> **Data**:
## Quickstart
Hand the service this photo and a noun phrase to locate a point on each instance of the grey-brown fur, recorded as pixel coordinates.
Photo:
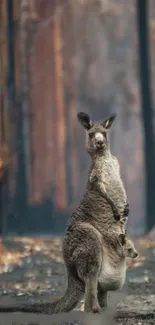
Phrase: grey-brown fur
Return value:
(84, 239)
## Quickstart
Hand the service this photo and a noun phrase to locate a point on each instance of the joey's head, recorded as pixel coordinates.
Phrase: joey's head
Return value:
(96, 133)
(127, 246)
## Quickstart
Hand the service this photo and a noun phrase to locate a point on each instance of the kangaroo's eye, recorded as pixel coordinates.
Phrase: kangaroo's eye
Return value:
(104, 134)
(91, 135)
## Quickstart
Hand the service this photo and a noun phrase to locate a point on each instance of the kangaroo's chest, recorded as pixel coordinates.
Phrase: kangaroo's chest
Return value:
(111, 277)
(111, 178)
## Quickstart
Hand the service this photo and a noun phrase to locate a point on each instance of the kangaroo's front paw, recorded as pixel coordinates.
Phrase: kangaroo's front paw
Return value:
(96, 309)
(126, 210)
(117, 216)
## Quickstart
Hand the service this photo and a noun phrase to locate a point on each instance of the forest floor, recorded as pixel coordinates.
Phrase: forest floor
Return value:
(32, 269)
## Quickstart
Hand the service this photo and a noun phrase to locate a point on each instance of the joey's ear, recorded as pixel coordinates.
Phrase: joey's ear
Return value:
(85, 120)
(123, 221)
(121, 239)
(108, 122)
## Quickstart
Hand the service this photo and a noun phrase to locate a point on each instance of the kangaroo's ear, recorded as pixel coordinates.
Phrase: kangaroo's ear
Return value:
(85, 120)
(108, 122)
(121, 239)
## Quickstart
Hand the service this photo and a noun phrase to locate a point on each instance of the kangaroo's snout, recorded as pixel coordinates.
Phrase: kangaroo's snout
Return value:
(99, 140)
(135, 255)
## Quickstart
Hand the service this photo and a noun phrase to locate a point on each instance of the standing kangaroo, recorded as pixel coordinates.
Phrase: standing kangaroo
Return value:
(83, 252)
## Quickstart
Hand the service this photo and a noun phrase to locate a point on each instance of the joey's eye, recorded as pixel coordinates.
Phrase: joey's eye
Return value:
(91, 135)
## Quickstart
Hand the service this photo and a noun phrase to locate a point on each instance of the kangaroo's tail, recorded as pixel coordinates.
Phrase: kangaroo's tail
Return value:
(69, 301)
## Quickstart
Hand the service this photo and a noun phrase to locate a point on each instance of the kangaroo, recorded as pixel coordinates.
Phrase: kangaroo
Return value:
(116, 250)
(82, 245)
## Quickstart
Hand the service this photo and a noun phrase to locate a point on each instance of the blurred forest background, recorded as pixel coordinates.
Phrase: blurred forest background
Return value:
(57, 58)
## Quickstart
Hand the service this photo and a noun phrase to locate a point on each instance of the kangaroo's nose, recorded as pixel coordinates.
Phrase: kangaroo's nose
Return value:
(100, 142)
(135, 255)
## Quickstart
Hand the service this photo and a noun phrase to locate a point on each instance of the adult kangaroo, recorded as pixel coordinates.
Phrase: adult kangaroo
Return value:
(82, 245)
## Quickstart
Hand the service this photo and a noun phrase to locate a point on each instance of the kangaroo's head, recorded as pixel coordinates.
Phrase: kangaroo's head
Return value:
(127, 246)
(96, 133)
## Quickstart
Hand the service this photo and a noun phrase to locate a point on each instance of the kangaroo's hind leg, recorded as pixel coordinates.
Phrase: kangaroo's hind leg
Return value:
(88, 265)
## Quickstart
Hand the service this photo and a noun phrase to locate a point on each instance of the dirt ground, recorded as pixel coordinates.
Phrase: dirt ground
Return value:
(32, 269)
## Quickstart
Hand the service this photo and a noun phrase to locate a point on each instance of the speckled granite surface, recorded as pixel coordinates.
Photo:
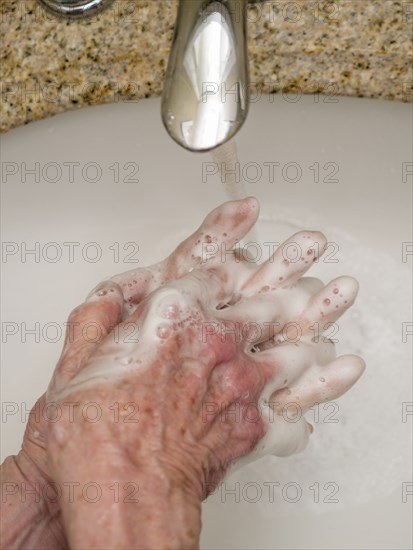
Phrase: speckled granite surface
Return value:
(346, 47)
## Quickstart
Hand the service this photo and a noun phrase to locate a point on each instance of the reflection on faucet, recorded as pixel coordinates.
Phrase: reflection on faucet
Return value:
(75, 9)
(204, 100)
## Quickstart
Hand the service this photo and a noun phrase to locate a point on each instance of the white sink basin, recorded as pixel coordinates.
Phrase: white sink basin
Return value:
(149, 193)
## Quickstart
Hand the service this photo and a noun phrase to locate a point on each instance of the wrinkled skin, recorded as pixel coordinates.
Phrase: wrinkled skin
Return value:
(191, 369)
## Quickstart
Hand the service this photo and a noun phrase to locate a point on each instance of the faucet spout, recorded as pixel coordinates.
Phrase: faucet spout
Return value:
(204, 100)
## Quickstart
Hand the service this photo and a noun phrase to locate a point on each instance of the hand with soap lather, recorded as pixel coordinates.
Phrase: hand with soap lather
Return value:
(190, 374)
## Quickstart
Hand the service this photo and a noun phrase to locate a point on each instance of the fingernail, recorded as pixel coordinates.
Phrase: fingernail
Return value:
(105, 288)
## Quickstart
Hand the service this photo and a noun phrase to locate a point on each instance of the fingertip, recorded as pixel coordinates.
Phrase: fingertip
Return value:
(104, 291)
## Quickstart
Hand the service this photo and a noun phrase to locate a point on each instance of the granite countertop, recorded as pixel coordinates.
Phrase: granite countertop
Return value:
(339, 47)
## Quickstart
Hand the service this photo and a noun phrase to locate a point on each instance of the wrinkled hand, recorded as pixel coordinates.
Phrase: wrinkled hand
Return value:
(208, 372)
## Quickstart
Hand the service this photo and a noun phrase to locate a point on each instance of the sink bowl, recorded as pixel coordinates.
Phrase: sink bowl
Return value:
(91, 193)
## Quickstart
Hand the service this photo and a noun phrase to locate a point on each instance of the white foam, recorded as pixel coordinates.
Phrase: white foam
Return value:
(360, 448)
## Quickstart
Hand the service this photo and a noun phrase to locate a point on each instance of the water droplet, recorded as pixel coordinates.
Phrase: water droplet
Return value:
(163, 331)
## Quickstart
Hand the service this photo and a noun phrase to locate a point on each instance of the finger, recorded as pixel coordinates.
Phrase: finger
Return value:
(320, 384)
(87, 326)
(330, 303)
(289, 361)
(136, 284)
(218, 233)
(289, 262)
(221, 229)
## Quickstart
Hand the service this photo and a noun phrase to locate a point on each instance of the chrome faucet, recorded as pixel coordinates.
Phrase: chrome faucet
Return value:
(205, 95)
(75, 9)
(204, 100)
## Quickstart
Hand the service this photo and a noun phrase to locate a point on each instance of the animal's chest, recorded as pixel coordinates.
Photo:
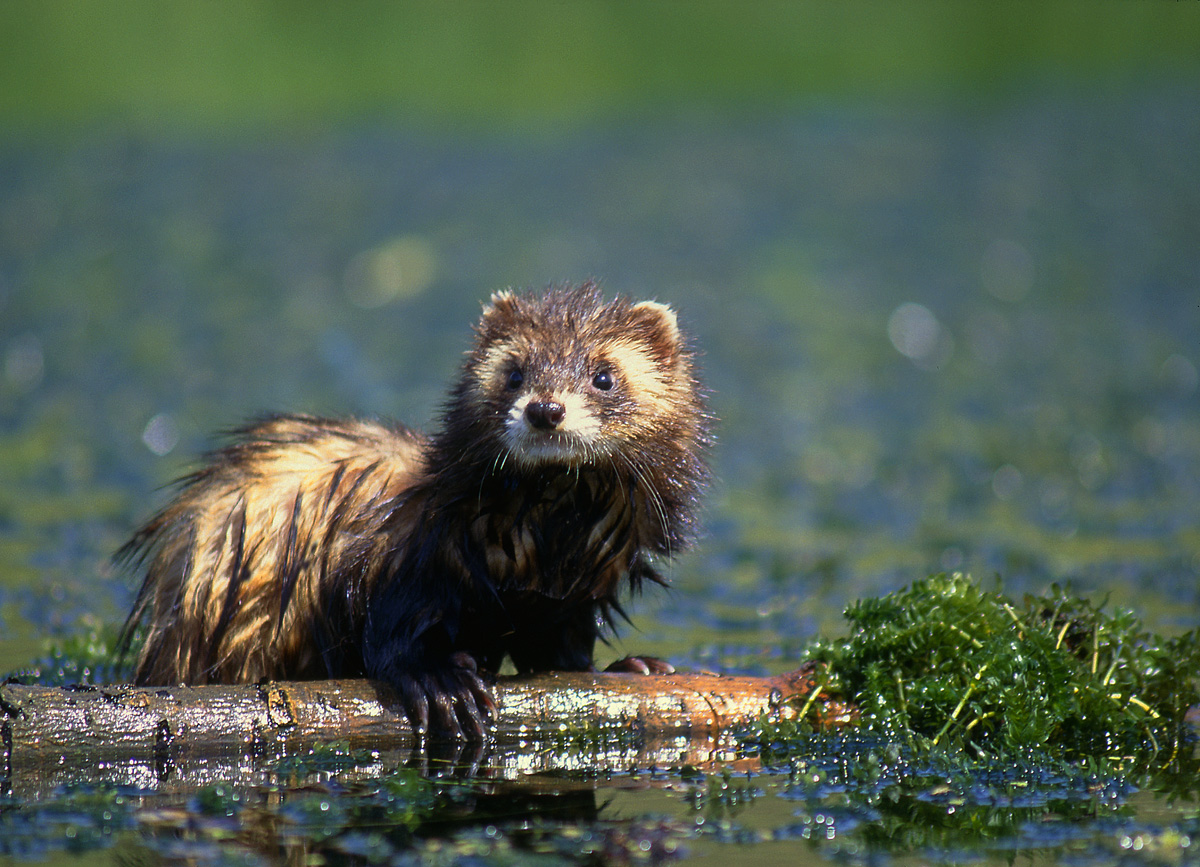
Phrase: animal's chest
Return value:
(568, 539)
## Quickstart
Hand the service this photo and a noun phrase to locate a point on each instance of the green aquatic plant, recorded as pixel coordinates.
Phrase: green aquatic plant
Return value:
(946, 664)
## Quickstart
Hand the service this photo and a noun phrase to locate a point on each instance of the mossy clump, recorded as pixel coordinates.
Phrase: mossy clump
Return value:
(942, 663)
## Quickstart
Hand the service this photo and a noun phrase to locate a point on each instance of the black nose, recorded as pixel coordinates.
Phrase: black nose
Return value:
(545, 414)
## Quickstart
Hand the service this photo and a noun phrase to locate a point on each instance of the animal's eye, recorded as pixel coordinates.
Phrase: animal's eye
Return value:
(604, 381)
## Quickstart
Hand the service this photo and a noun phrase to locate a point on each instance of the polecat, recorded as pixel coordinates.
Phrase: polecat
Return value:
(570, 453)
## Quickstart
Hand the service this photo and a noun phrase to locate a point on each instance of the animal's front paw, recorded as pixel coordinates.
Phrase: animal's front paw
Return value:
(450, 700)
(642, 665)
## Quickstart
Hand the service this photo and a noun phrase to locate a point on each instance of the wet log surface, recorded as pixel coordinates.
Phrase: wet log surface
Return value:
(563, 721)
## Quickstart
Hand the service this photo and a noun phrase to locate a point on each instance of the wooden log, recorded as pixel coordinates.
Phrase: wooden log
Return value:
(147, 736)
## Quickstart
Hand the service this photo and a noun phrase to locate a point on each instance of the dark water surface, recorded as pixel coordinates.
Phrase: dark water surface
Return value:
(936, 338)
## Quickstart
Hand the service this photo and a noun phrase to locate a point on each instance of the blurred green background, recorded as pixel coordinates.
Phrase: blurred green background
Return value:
(186, 67)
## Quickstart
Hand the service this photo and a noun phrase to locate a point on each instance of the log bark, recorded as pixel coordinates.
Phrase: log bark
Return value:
(147, 736)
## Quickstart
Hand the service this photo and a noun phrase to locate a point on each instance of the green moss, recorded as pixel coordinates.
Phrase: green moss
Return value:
(943, 664)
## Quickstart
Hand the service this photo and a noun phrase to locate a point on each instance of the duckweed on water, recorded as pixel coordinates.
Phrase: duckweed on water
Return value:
(946, 665)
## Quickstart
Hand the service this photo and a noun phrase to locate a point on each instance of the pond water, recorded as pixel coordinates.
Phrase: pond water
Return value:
(936, 339)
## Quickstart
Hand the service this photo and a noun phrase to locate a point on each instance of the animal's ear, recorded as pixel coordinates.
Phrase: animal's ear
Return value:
(501, 303)
(659, 323)
(498, 312)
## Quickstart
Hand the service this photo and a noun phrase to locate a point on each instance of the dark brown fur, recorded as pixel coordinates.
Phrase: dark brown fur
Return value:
(569, 455)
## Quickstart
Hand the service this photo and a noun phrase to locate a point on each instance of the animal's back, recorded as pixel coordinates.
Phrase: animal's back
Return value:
(243, 566)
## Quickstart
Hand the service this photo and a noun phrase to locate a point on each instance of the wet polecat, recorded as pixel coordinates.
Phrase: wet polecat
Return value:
(570, 453)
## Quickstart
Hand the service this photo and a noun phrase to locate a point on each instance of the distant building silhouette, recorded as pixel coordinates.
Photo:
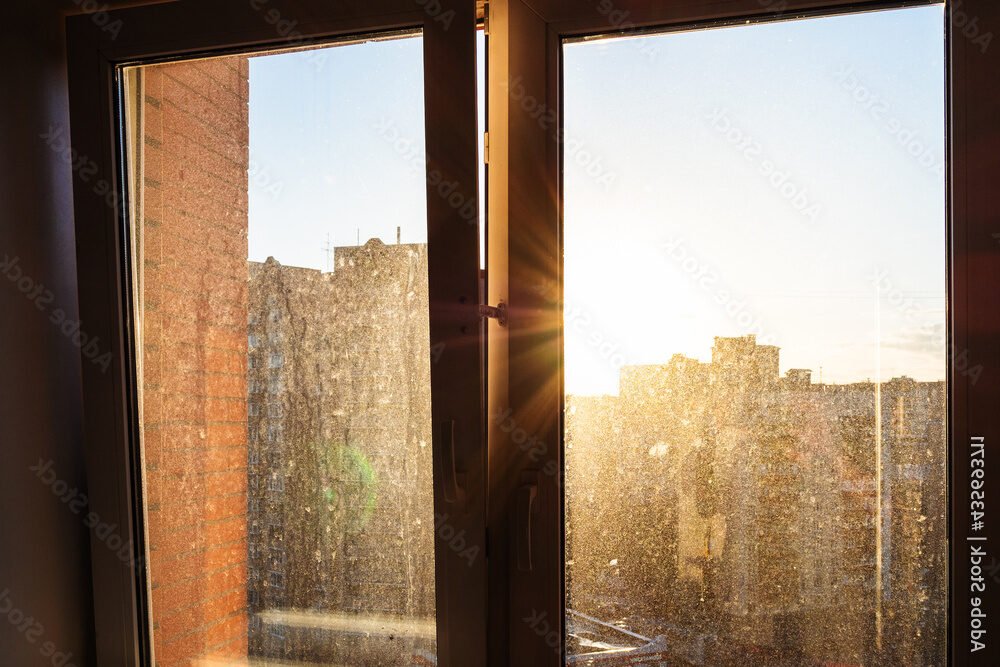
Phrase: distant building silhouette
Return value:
(340, 502)
(730, 507)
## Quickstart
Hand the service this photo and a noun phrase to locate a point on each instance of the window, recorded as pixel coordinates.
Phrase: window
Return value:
(673, 476)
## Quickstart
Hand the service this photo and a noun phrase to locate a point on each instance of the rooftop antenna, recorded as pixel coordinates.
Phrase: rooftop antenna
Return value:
(327, 250)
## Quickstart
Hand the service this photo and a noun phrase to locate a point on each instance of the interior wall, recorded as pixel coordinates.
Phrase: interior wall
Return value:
(45, 591)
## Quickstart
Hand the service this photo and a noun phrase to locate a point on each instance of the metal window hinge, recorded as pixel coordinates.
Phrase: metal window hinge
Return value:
(498, 313)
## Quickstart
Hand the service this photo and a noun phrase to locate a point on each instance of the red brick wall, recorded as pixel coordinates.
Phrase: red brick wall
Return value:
(193, 213)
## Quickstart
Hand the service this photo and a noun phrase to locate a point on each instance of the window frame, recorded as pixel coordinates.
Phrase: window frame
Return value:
(193, 28)
(525, 371)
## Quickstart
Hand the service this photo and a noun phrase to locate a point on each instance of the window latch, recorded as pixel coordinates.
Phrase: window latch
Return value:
(498, 313)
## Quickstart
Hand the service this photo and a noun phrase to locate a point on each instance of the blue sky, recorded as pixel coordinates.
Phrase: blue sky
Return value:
(675, 230)
(691, 239)
(337, 148)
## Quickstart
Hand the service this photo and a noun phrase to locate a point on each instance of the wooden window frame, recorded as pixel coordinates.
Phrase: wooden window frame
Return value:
(98, 46)
(525, 371)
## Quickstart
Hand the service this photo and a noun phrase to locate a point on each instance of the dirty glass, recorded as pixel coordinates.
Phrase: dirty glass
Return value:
(755, 344)
(278, 228)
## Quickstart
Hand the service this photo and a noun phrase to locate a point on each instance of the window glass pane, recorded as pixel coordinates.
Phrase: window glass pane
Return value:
(280, 267)
(755, 344)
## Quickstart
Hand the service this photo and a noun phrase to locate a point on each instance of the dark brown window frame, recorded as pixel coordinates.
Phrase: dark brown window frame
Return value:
(524, 362)
(525, 371)
(193, 28)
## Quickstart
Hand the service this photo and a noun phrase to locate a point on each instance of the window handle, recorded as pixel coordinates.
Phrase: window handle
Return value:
(453, 491)
(526, 495)
(498, 313)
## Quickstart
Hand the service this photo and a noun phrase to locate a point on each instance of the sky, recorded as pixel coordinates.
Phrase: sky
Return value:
(337, 149)
(782, 179)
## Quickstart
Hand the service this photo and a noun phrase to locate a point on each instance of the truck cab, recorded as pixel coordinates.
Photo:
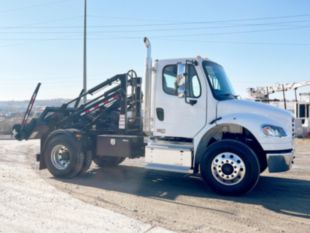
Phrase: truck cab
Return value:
(198, 124)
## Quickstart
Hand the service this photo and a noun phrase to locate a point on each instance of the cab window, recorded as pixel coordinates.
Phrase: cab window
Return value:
(193, 89)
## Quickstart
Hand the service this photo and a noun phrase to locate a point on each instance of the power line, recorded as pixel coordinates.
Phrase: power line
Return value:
(174, 24)
(166, 36)
(33, 6)
(286, 23)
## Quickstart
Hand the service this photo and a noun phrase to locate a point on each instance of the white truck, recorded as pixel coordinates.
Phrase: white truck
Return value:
(192, 122)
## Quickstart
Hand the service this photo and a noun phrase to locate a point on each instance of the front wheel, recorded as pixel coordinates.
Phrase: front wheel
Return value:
(230, 167)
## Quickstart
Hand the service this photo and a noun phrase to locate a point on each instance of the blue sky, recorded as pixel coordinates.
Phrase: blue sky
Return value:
(259, 42)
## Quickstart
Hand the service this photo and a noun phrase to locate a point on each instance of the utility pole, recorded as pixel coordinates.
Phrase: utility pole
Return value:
(85, 51)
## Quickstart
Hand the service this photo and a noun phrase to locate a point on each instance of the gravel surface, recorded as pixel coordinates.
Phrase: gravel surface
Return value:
(30, 204)
(280, 202)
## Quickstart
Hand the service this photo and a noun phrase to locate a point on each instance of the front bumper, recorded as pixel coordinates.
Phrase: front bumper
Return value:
(280, 161)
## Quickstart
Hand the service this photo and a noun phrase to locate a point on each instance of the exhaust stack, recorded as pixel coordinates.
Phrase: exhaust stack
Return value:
(148, 88)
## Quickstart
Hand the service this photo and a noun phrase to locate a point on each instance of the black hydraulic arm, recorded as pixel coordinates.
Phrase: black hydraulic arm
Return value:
(30, 105)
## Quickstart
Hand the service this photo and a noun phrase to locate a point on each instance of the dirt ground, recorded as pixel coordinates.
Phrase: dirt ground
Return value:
(29, 204)
(182, 203)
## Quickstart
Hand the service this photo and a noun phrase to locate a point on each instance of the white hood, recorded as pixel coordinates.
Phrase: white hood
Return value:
(235, 106)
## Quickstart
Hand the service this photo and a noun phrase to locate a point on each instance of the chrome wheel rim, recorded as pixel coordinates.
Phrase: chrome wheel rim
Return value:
(228, 168)
(60, 157)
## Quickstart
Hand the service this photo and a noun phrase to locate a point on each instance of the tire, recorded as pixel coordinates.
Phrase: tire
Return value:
(63, 156)
(230, 167)
(108, 161)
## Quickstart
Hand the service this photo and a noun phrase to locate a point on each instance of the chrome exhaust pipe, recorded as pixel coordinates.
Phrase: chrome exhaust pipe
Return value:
(148, 88)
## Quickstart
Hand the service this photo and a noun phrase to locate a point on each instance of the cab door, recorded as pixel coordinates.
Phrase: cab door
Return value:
(180, 103)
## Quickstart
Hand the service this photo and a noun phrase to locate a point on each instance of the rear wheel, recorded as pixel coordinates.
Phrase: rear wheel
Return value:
(108, 161)
(230, 167)
(63, 155)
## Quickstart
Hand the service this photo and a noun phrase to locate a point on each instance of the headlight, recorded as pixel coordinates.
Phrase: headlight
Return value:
(273, 131)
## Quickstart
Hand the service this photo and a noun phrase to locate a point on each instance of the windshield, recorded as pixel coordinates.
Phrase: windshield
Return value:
(220, 85)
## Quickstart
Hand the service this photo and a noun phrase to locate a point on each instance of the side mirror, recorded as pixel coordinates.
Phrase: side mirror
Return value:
(180, 82)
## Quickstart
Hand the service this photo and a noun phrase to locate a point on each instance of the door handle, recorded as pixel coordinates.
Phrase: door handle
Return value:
(192, 102)
(160, 113)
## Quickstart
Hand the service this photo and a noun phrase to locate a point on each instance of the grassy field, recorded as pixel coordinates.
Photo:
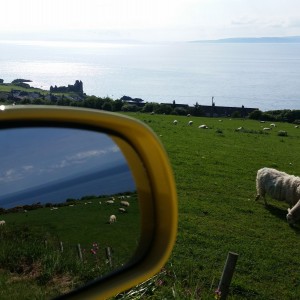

> **Problem to solve**:
Search the data for the string "polecat" and copy every line where it appears.

> **Answer to this problem**:
Hand the service this photo and a noun phrase to locate a point on each instance of the polecat, recorded as pixel coordinates.
Phrase: polecat
Hand the service this photo and a noun phrase to locate a point on each instance of the wet polecat, recorded as pixel coordinates.
Phrase: wet polecat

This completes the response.